(Point placement records)
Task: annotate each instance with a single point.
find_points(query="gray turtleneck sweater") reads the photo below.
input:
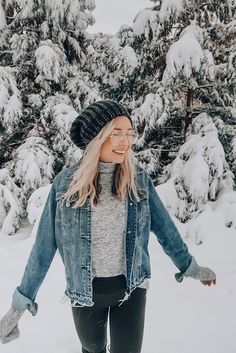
(108, 225)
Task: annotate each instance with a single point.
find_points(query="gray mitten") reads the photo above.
(196, 272)
(9, 325)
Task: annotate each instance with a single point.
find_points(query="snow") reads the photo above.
(143, 21)
(186, 54)
(170, 7)
(3, 21)
(48, 61)
(180, 317)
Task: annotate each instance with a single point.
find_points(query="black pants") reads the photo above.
(126, 321)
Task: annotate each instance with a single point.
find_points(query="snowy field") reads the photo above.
(182, 317)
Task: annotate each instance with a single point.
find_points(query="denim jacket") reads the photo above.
(67, 229)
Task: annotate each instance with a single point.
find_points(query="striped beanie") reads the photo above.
(92, 119)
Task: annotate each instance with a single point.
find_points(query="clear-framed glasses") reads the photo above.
(118, 137)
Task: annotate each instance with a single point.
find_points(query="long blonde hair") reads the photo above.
(85, 181)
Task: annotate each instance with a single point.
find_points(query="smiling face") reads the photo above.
(109, 152)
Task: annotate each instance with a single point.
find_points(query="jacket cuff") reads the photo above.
(20, 303)
(191, 271)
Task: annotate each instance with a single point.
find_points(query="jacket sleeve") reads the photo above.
(40, 258)
(166, 231)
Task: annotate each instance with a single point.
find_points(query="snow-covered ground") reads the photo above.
(180, 317)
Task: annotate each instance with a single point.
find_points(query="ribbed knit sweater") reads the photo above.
(108, 226)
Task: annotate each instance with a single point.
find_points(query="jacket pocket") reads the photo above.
(67, 214)
(143, 206)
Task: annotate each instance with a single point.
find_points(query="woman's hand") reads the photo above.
(209, 283)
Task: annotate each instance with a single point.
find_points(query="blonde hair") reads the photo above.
(85, 181)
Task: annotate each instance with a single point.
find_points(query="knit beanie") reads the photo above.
(92, 119)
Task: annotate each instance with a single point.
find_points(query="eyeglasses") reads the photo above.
(117, 137)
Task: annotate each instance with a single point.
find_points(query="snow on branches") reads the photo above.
(186, 55)
(10, 102)
(50, 62)
(11, 208)
(200, 170)
(33, 164)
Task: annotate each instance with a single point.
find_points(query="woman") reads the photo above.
(99, 214)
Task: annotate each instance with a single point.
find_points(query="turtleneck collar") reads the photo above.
(106, 167)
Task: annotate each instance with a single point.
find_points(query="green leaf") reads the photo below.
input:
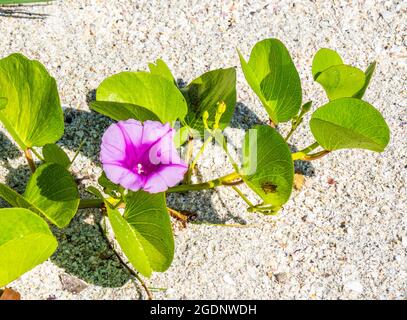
(204, 94)
(324, 59)
(272, 75)
(368, 76)
(181, 136)
(146, 90)
(53, 153)
(123, 111)
(109, 187)
(161, 69)
(54, 193)
(25, 242)
(341, 81)
(33, 114)
(3, 102)
(144, 232)
(349, 123)
(267, 167)
(22, 1)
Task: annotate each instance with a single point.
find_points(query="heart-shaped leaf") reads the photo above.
(324, 59)
(272, 75)
(25, 242)
(143, 89)
(53, 191)
(144, 232)
(33, 114)
(160, 68)
(349, 123)
(341, 81)
(53, 153)
(267, 167)
(368, 76)
(204, 94)
(3, 102)
(122, 111)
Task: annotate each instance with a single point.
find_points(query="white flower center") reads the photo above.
(140, 169)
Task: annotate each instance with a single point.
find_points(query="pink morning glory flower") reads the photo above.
(141, 156)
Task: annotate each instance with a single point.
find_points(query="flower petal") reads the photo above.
(172, 174)
(155, 183)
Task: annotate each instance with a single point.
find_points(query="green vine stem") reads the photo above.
(195, 160)
(225, 181)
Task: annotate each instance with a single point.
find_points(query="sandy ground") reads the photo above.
(344, 235)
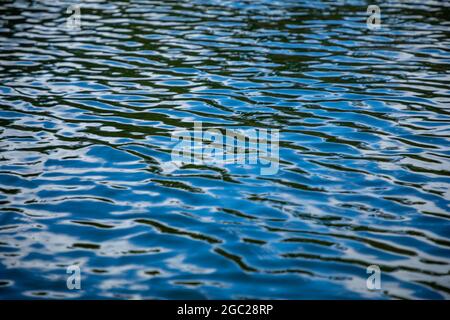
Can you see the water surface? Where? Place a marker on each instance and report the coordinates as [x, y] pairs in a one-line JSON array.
[[86, 120]]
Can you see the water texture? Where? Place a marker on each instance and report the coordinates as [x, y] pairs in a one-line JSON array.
[[86, 123]]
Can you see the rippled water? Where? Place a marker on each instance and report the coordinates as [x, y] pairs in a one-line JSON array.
[[86, 121]]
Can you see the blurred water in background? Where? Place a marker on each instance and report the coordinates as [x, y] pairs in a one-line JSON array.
[[86, 120]]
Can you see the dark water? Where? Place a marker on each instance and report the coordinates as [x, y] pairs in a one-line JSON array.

§ PROBLEM: Strip out the images, then output the records above word for word.

§ EXERCISE ANSWER:
Task: annotate each instance with a single point.
find_points(query="gray turtleneck sweater") reads the photo below.
input:
(108, 225)
Task: annotate each instance with a single point.
find_points(query="gray mitten") reads the photo above.
(196, 272)
(9, 325)
Task: annotate each instance with a single point.
find_points(query="snow") reads the photo above.
(143, 21)
(186, 54)
(170, 7)
(3, 21)
(48, 61)
(180, 317)
Task: annotate each instance with a single point.
find_points(query="black pants") reads the photo above.
(126, 321)
Task: annotate each instance with a single point.
find_points(query="snowy field") reads the photo above.
(182, 317)
Task: annotate each instance with a single point.
find_points(query="denim jacket") reads the photo above.
(67, 229)
Task: annotate each instance with a single point.
find_points(query="striped beanie") reads the photo above.
(92, 119)
Task: annotate each instance with a single point.
find_points(query="clear-framed glasses") reads the photo above.
(118, 137)
Task: annotate each instance with a single point.
find_points(query="long blonde hair") reads the photo above.
(85, 181)
Task: annotate each instance with a single point.
find_points(query="smiling face") reads the photo above.
(109, 152)
Task: annotate each instance with a single point.
find_points(query="jacket cuff") reads the photo above.
(20, 303)
(191, 271)
Task: annotate each instance with a single point.
find_points(query="jacket sleeve") reads the photo above.
(40, 258)
(166, 231)
Task: annotate each instance with a single point.
find_points(query="snow-covered ground") reads the photo above.
(180, 317)
Task: annotate each instance with a single point.
find_points(query="ribbed knit sweater") reads the photo above.
(108, 226)
Task: annotate each instance with a single point.
find_points(query="jacket pocket") reads the photo above.
(67, 214)
(143, 206)
Task: annotate each instance with a single point.
find_points(query="woman's hand") reads the photo above.
(209, 283)
Task: annotate each instance with a single point.
find_points(query="blonde hair") reads the photo above.
(85, 181)
Task: annotate each instance with a single point.
find_points(query="knit beanie") reads the photo above.
(92, 119)
Task: annotate each instance with a single point.
find_points(query="eyeglasses") reads the photo above.
(117, 137)
Task: annotate each instance with a single point.
find_points(query="snow on branches") reads the photo above.
(186, 55)
(10, 102)
(50, 62)
(11, 208)
(200, 170)
(33, 164)
Task: annotate each instance with a single point.
find_points(query="woman") reads the photo above.
(99, 214)
Task: annotate each instance with a single point.
find_points(query="turtleneck collar") reads the photo above.
(106, 167)
Task: annotate each instance with a single point.
find_points(query="green leaf") reads the photo below.
input:
(204, 94)
(324, 59)
(272, 75)
(368, 76)
(181, 136)
(146, 90)
(53, 153)
(123, 111)
(109, 187)
(161, 69)
(54, 193)
(25, 242)
(341, 81)
(33, 114)
(3, 102)
(144, 232)
(349, 123)
(267, 167)
(22, 1)
Task: annotate each instance with a single point.
find_points(query="heart-shaped leaf") reads the photo above.
(324, 59)
(272, 75)
(25, 242)
(143, 89)
(53, 191)
(144, 232)
(33, 114)
(160, 68)
(349, 123)
(341, 81)
(53, 153)
(267, 167)
(368, 76)
(204, 94)
(3, 102)
(122, 111)
Task: annotate each instance with a single point.
find_points(query="white flower center") reads the photo above.
(140, 169)
Task: annotate each instance with a single point.
find_points(query="pink morning glory flower") reads the photo above.
(141, 156)
Task: annotate each instance with a single point.
find_points(query="flower petal") reads the photo above.
(172, 174)
(155, 183)
Task: annotate each instance with a single point.
find_points(query="green vine stem") reads the photo above.
(195, 160)
(225, 181)
Task: annotate each instance with a single point.
find_points(query="sandy ground") reads the photo above.
(344, 235)
Can you see the water surface? Where? Place a marker on each instance and report the coordinates as [x, y] pairs in a one-line JSON array.
[[86, 120]]
Can you see the water texture? Where? Place a marker on each instance and report the coordinates as [x, y] pairs in a one-line JSON array.
[[86, 123]]
Can you see the rippled water? Where? Place a marker on each instance and report the coordinates as [x, y] pairs in a one-line JSON array.
[[86, 121]]
Can you see the blurred water in background? Where? Place a marker on each instance and report the coordinates as [x, y] pairs in a one-line JSON array.
[[86, 120]]
Can you see the dark water? Where? Place a marker on each instance and report the coordinates as [x, y] pairs in a one-line JSON array.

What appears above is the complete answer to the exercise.